SEZIONE TESTO:
Benvenuta in Italia, Violanta!
Gradisci un Matrimonio?
Il preventivato Zauberflöte annunciato durante la presentazione della stagione lirica 2019/2020 del Teatro Regio di Torino per il mese di gennaio è stato sostituito dal Matrimonio segreto di Domenico Cimarosa, che porta in questo caso la firma della regia (moderna ma una volta tanto intelligente) di Pier Luigi Pizzi: si tratta dell'allestimento presentato per il Festival della Valle d'Itria, edizione 2019. Ciò che lo rende valevole è l'aver mantenuto lo spirito di fondo dell'opera originale, seppur traslato in epoca contemporanea (o in una sua suggestiva parodia). Nel «dramma giocoso» uscito dalla penna di Giovanni Bertati, il vecchio Geronimo, ignaro che una delle sue due figlie, Carolina, si sia segretamente sposata col servo Paolino, vorrebbe dare in sposa l'altra rampolla, Elisetta, al conte Robinson, ricco pretendente inglese, grazie al quale spera di dare inizio alla scalata sociale: «Ad ogni costo / voglio avere un diploma / che della nobiltà mi metta al rango, / ché chi ha dell'oro ha da sortir dal fango», dichiara a poche battute dall'inizio. Nello scenario immaginato da Pizzi, la casa di Geronimo, più che un a un freddo, asettico loft, somiglia a un'esposizione di arte contemporanea e di alto design, coi Concetti spaziali-Attese di Lucio Fontana (i famosi “tagli”: una delle poche volte in cui i... tagli in un'opera non sfigurano!), i cretti di Alberto Burri e le sedie Wassily di Marcel Breuer: ma tutto concorre a suggerire l'immagine della «gente nova e i sùbiti guadagni» di dantesca memoria, del parvenu che ostenta la sua collezione, messa insieme più per investimento che per vero amore per l'arte. Sotto questo aspetto, l'arrivista Geronimo riesce a essere credibile pur esprimendosi nell'italiano da opera buffa di fine Settecento in un contesto e in un ambiente ad esso del tutto alieno. Carolina Lippo è la Carolina di Cimarosa, moglie segreta di Alasdair Kent, alias Paolino. Markus Werba, ex Papageno della ripresa mozartiana torinese del 2017, è il fascinoso conte Robinson, mentre Marco Filippo Romano è perfettamente a suo agio nella parte di Geronimo. Seguono Monica Bacelli, ovvero la zia Fidalma, ed Eleonora Bellocci, la capricciosa Elisetta. Tutti sotto la direzione di Nikolas Nägele, che debutta al Regio di Torino.

COMPITO ASSEGNATO:
Nella recensione sul Matrimonio segreto, quale cantante interpreta il conte Robinson?

BLOCCO DATI:
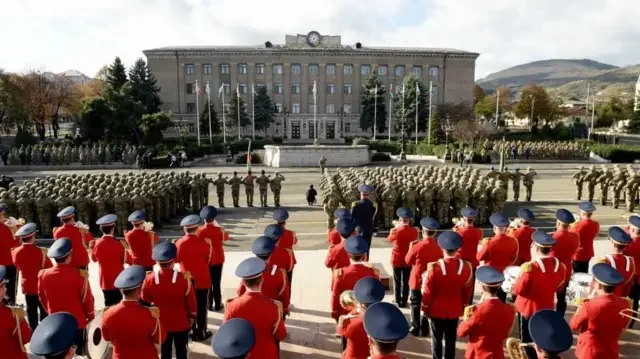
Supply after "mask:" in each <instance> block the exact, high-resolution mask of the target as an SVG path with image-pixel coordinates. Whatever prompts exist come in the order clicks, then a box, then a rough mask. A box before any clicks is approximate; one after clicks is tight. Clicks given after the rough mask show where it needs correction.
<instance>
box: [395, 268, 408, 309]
mask: <svg viewBox="0 0 640 359" xmlns="http://www.w3.org/2000/svg"><path fill="white" fill-rule="evenodd" d="M410 274H411V267H393V291H394V292H395V295H396V304H398V305H399V306H404V305H406V304H407V301H408V299H409V275H410Z"/></svg>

LA TUA SOLUZIONE:
Markus Werba.